[begin Materials provided]
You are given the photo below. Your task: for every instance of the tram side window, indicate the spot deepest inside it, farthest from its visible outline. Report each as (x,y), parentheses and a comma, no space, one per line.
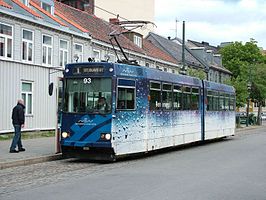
(195,99)
(177,97)
(167,97)
(126,94)
(210,101)
(213,101)
(226,102)
(221,101)
(155,96)
(215,106)
(186,98)
(232,103)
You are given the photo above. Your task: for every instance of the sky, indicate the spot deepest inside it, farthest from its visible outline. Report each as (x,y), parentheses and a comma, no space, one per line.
(213,21)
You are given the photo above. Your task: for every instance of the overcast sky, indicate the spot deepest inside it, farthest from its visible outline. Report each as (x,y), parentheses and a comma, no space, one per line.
(213,21)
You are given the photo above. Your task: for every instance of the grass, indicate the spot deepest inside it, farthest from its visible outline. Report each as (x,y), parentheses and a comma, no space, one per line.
(29,135)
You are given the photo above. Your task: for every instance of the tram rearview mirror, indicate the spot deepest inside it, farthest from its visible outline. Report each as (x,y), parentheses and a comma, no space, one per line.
(51,88)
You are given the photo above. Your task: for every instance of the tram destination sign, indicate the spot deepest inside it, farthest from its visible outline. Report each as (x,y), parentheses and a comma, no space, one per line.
(88,70)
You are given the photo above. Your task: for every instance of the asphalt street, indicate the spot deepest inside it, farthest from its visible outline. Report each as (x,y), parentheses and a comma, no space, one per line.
(232,168)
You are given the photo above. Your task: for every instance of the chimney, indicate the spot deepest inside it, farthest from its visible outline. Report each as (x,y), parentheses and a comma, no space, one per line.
(89,6)
(113,21)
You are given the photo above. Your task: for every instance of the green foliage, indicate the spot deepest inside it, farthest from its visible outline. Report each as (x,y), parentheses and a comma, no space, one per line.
(196,73)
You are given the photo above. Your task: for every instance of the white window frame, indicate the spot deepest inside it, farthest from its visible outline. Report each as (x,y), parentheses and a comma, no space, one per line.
(6,37)
(65,60)
(27,93)
(52,7)
(96,59)
(47,46)
(138,41)
(78,54)
(27,46)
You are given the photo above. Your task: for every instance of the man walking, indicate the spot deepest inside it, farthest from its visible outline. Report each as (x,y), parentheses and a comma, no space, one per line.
(18,120)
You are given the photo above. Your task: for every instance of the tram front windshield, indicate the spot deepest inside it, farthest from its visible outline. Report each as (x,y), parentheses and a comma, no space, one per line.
(88,95)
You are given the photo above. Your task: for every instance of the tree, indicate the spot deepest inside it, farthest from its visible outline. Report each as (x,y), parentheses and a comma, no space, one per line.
(196,73)
(243,61)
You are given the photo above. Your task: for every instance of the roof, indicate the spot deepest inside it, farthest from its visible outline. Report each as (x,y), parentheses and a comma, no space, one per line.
(100,30)
(4,4)
(204,44)
(173,48)
(83,22)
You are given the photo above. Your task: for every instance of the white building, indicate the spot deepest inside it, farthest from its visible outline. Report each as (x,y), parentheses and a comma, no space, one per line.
(37,38)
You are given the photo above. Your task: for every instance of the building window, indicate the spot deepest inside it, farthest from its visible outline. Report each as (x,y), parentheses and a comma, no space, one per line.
(138,41)
(96,55)
(63,53)
(25,2)
(26,95)
(6,40)
(78,52)
(111,58)
(27,45)
(47,44)
(47,7)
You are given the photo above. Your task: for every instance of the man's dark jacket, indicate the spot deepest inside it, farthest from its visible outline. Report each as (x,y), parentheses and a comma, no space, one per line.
(18,115)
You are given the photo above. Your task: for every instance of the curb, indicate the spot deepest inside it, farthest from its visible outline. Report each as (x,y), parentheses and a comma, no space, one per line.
(30,161)
(249,128)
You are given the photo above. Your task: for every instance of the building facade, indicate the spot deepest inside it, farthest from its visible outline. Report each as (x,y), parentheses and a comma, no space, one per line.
(38,37)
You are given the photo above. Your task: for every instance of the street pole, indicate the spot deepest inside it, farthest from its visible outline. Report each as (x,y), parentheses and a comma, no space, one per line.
(183,69)
(248,88)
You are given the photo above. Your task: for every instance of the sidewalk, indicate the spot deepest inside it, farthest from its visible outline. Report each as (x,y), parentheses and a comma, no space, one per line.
(43,149)
(37,150)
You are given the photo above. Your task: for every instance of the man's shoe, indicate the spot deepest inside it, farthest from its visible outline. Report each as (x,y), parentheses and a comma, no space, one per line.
(13,151)
(21,149)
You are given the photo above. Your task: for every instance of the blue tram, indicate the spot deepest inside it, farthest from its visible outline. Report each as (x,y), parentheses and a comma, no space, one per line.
(112,110)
[end Materials provided]
Request —
Update all of the entries above by putting "mark" in place of "indicate" wherever it occurs, and change nothing else. Leave the pictures out of your answer.

Exercise solution —
You are given the photo below. Your task: for every instance of the tram side window, mark the spot deepest inside it, farthest from its visible outline. Report each as (x,y), parentheses and a comma, no space, one per line.
(195,99)
(177,97)
(167,97)
(126,94)
(210,101)
(213,101)
(226,102)
(221,101)
(155,96)
(215,106)
(186,98)
(232,103)
You are given the photo above. Your task: for every instance of the sky, mark the spot deepest inside it, farthest from its visible outline. Report each as (x,y), parentheses and a comma, no space, one per line.
(213,21)
You are given the photo above. Your task: for every instance of the overcast sky, mark the spot deepest inside it, farthest from its visible outline. Report each as (x,y), parentheses and a comma, no space, one per line.
(213,21)
You are given the photo above. Your task: for every instance of the grass, mark the spot deepest inside it, farthest from its visible outline. Report each as (x,y), parentheses and a comma, no space, one per line.
(29,135)
You are given the photo above. Your task: for every instance of the tram rearview mirror, mark the spot deepest inside it, farthest from its visible outline. Report each as (x,y), parentheses and a comma, no space, one per line.
(51,88)
You are given the photo above. Your task: for every instance of the tram destination sign, mark the spot deepest inside it, farthest from its visible outline. Report each as (x,y), parentheses and a comma, no space, one per line.
(88,70)
You are given the photo above. Your task: for every instance of the asphalt street, mark the spot deepest inside it, farthest from its visible outline. Report each as (x,y), parentheses and a comma, no space, one per line.
(232,168)
You are given the photo above. Your task: for every instance of the chimney, mark the spot deepest inside it, farthest from its visible outline. Report each as (x,y), parentheses and a comma, no space, one per line.
(89,6)
(113,21)
You are given the photo above. Your task: for every instance of the green foliage, mark the spot deepest inside it, farthest from its visible outline. Report each as (x,y), parentheses and a comma, no space, one per line.
(196,73)
You are given the photo above. Your task: for every instance of the white window frame, mark the spot deepest inside it, farthest from its visible outline. Report each as (x,y), parentheses and a comma, no space, one per line.
(6,37)
(65,60)
(27,93)
(52,7)
(96,59)
(47,46)
(138,41)
(78,54)
(27,46)
You are given the photo above. Your task: for every instance of the man walking, mark the spot deepest inside it, farthest from its visible outline. Report each as (x,y), parentheses and a comma, no space, one per line.
(18,120)
You are given the photo above. Your task: for every instance of the tram front windshield, mark the spot deepest inside it, farthest from its visible outline. Report each as (x,y), parentheses and a comma, no space, one per line.
(88,95)
You are given the photo above. Your task: for every instance of the tree, mark the spot deepest inside it, farthest from its visible outline. Report each as (x,y), parentheses and a comma, no space, one per line.
(196,73)
(243,61)
You are given the photo above. Your task: for every instance of the roof, mark the spot deepest inside it, farthest from its visible outline. Report each as (x,y), parentheses and a comma, no space, one per line.
(100,30)
(4,4)
(204,44)
(173,48)
(83,22)
You are given the photo above. Your task: for every instance of the white building, mark the spot deepest inside it, farthest from its visible outline. Report each as (x,y), parentheses and a comma, no space, one per line.
(37,38)
You are given the photo above. Your task: for every instance of the building window, mark the spot deepest inside it, farthest from its visible outline. Report each as (x,y), parentheses and a comma, no space, one per line.
(138,41)
(96,55)
(63,53)
(25,2)
(26,95)
(6,40)
(78,52)
(111,58)
(27,45)
(47,44)
(47,7)
You are given the photo above. Your task: for every instance of the man's dark jacket, mark the spot deepest inside it, farthest from its visible outline. Report each as (x,y), parentheses and a comma, no space, one per line.
(18,115)
You are given the photo above. Your task: for every instance of the curb, mark the spot deepest inside it, farthest from its visible outline. Report each as (x,y), parentheses and a comma, no space, one per line.
(30,161)
(249,128)
You are given the photo above. Your task: for every instance of the building facade, mark the spot deepest inside it, farthest from its visible outline. Report each as (x,y), parentheses and a comma, no space, one per line.
(38,37)
You are given the photo above. Your task: for every instance of the street pole, mark the spot deepest inside it, farthest from its visible outline. Report each as (x,y), parentheses and a comma, no space, one per line.
(183,69)
(248,88)
You are given the photo above. Your task: for every instance of the sidewalk, mark the spot deepest inside it, farthest from its visible outline. Report each as (x,y), parentheses and a comma, no space, one per line.
(43,149)
(37,150)
You are given the photo above. Your task: for every instance of the man's shoe, mark the spot deepest inside it, farthest from its visible outline. Report each as (x,y), parentheses and a comma, no space, one per line.
(13,151)
(21,149)
You are given the photo above. Your task: for every instance of the blue tram, mark the spot deepest inside it, farthest from its visible outline. Report each as (x,y), parentheses and a comma, no space, one per line.
(112,110)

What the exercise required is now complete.